In 2000, New York had 17,000 untested rape kits, a yearslong accumulation of potential evidence in some of the city’s most violent crimes. Over the next four years, in a push to clear the backlog, the city had the kits tested. The result was 49 indictments connected to unsolved cases in Manhattan alone.

Seeing these efforts as a model for jurisdictions around the country to replicate, Cyrus R. Vance Jr., the Manhattan district attorney, announced a program on Wednesday under which $35 million in civil forfeiture assets will be used to help other cities and states tackle their own backlogs, which, nationally, total in the hundreds of thousands.

In an interview, Mr. Vance said the effort was likely to have an impact far beyond the communities that receive the aid.

“Rape kits that are untested are not just going to solve crimes in the jurisdictions where they are, but because some of these people are serial offenders, this could lead to solutions of crimes all over the country,” he said.

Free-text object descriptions
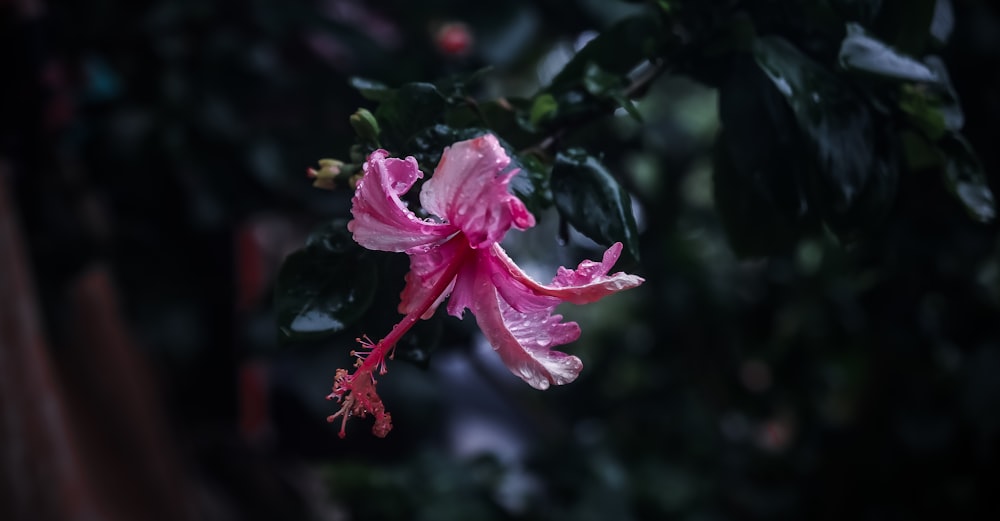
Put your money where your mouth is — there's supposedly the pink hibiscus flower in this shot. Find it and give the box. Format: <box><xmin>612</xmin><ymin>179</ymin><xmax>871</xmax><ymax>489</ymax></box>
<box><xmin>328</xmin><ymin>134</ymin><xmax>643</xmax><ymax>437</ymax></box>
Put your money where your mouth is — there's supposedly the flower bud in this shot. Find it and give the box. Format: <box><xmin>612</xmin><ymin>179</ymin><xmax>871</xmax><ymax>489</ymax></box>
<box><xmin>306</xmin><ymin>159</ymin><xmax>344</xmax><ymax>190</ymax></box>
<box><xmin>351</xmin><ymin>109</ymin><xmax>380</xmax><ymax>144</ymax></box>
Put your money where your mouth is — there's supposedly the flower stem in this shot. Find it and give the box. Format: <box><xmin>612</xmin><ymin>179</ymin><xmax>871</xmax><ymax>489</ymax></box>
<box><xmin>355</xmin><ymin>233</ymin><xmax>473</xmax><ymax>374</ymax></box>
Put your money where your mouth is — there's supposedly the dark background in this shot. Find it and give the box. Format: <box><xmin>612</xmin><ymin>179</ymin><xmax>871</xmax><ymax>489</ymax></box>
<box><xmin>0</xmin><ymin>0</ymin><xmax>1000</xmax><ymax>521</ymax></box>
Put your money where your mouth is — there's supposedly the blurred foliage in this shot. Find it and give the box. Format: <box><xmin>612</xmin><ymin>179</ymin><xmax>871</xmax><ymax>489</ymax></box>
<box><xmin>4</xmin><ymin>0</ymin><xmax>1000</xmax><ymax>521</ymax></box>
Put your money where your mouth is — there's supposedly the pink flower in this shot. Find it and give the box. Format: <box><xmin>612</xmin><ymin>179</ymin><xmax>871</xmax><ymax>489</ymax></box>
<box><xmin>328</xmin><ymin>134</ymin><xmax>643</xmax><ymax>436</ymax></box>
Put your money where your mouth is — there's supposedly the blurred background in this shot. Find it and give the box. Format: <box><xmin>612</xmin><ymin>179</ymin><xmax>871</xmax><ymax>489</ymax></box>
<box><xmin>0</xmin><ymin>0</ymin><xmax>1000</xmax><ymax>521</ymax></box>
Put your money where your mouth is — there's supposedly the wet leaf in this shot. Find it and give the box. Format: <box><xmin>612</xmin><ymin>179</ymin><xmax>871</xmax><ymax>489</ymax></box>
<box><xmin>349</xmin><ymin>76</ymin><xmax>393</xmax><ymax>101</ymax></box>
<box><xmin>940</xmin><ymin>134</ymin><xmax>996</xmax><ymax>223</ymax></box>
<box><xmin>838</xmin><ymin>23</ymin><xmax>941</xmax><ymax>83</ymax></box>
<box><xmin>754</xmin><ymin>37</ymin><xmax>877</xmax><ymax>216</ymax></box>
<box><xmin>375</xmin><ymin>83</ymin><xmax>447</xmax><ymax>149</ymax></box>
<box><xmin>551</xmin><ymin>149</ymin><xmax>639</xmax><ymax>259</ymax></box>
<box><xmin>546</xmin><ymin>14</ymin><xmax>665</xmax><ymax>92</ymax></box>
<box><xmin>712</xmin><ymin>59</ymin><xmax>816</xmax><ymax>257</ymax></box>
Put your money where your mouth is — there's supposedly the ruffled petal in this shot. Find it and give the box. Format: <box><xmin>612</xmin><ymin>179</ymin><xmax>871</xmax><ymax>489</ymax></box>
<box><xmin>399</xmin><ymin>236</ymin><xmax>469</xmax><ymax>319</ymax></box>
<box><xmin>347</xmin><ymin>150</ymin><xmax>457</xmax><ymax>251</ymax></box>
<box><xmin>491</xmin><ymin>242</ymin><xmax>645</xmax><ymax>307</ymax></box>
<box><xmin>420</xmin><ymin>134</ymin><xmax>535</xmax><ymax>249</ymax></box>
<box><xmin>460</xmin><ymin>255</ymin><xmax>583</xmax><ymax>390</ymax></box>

**About this task:** Extend the article on the Manhattan district attorney's funding for untested rape kits, starting after its last sentence.

**Written response:**
A rape kit is the collection of physical evidence gathered when a sexual assault victim is examined. Such kits are tested for DNA evidence that may identify, or rule out, suspects.

The initiative announced by Mr. Vance is intended to assist cities like Memphis, which has a backlog of 11,000 untested rape kits, and Las Vegas, which estimates its backlog at 4,000.

The program is to be run with the assistance of the Joyful Heart Foundation, a victims’ advocacy organization that for the last several years has made clearing rape-kit backlogs a priority.